**SELECTION**
[start]
# Projectors in soffits?



## raZorTT (Jan 17, 2008)

Hi folks,

Has anybody here mounted their projector inside their rear soffit? If so did you do anything special to dissipate heat? was heat even a problem?

Am trying to work out if I need to have a plan to reduce the heat around my projector.

Cheers,

Simon


----------



## bpape (Sep 14, 2006)

People do it all the time. If you can get a tap off of your HVAC return in the soffit in the rear, you'll have all the dissipation you need.

Bryan


----------



## raZorTT (Jan 17, 2008)

Hi Bryan,

Unfortunately I don't have any HVAC nearby. Do you think venting it into the roof space would be sufficient?

Cheers,
Simon


----------



## bpape (Sep 14, 2006)

Hi Simon

The only problem is that the attic itself is a hot place during the summer. Only way I'd do that is if I had some sort of trap vent that only allowed one way air flow and a fan to draw air through whenever operating.

Where is your HVAC in your room? Any chance you could just draw air in one end of the soffit and exhaust it out the other end into the room? 

Bryan


----------



## raZorTT (Jan 17, 2008)

Hi Bryan,

Hmm good point!
[end]
**SUPPLIED ENTRIES**
[start]
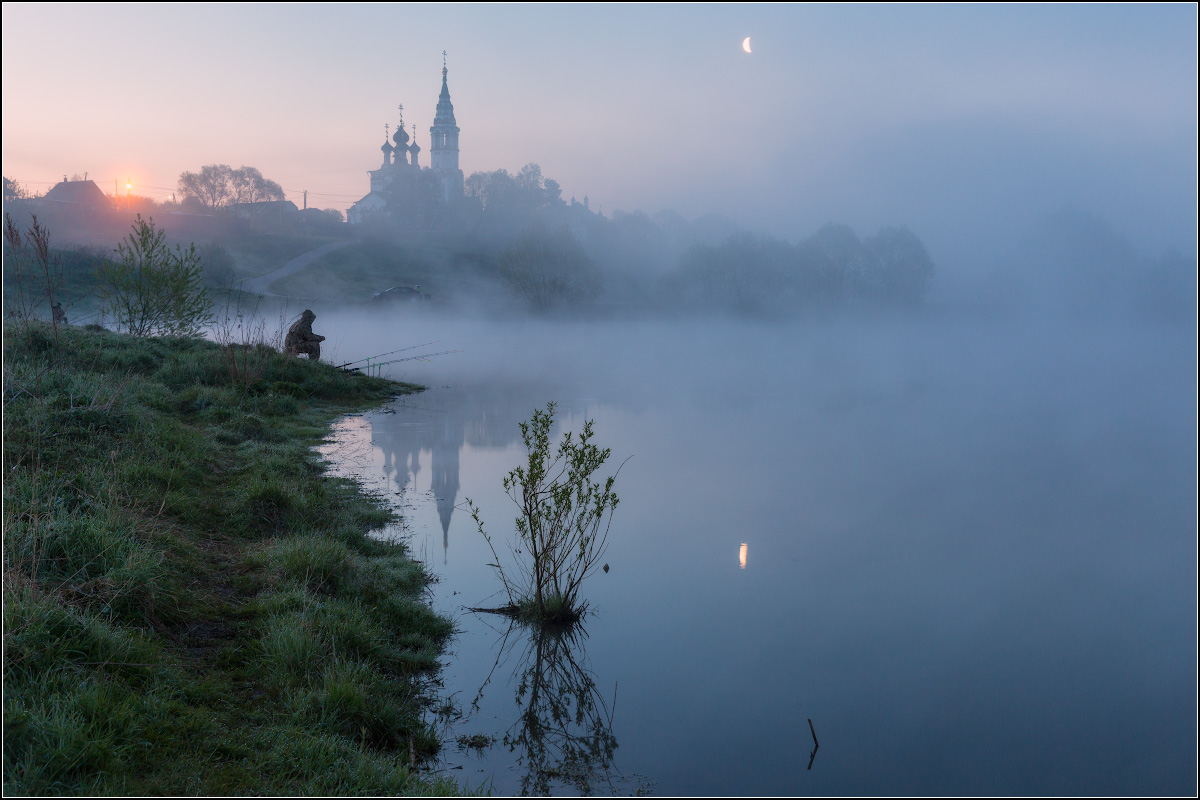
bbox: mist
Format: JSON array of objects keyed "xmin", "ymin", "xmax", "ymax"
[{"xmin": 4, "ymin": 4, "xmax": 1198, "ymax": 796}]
[end]
[start]
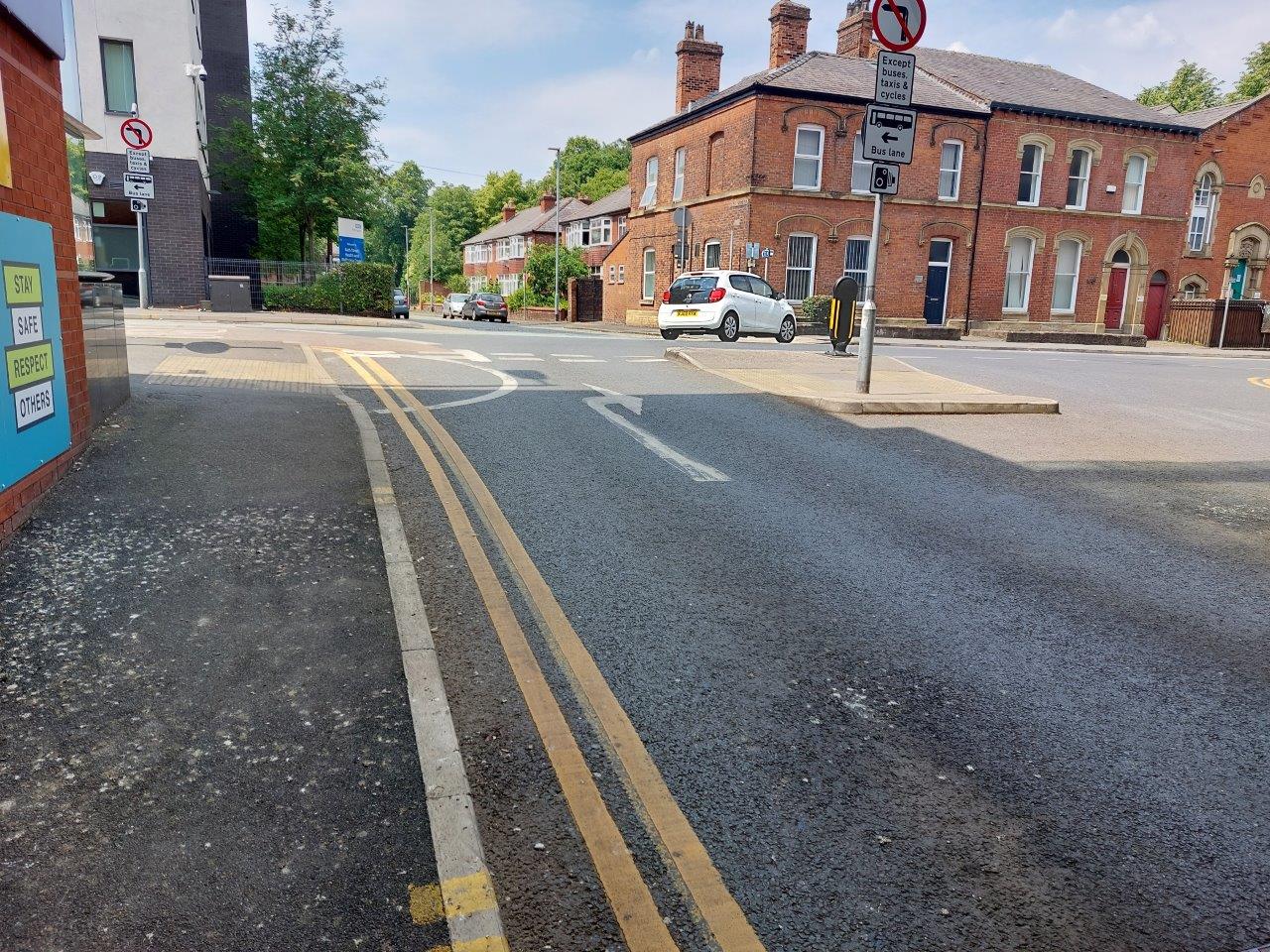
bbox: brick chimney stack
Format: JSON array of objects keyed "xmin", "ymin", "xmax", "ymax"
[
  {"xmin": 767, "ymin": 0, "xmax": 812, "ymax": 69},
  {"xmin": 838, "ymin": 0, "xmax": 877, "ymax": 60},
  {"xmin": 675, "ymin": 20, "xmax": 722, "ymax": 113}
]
[end]
**TASKS**
1 - Repeat the part of the projector soffit thread starting with "Has anybody here" and going on through "around my projector.".
2 - Answer these questions from the projector soffit thread.
(a) In which soffit does Simon ask about mounting a projector?
(b) What does Simon say he does not have nearby?
(c) According to Bryan, why is the attic a problem for venting?
Rely only on the forum thread about projectors in soffits, not on the items.

**THE RESPONSES**
1 -
Has anybody here mounted their projector inside their rear soffit? If so did you do anything special to dissipate heat? was heat even a problem?

Am trying to work out if I need to have a plan to reduce the heat around my projector.

2 -
(a) The rear soffit.
(b) Any HVAC.
(c) The attic itself is a hot place during the summer.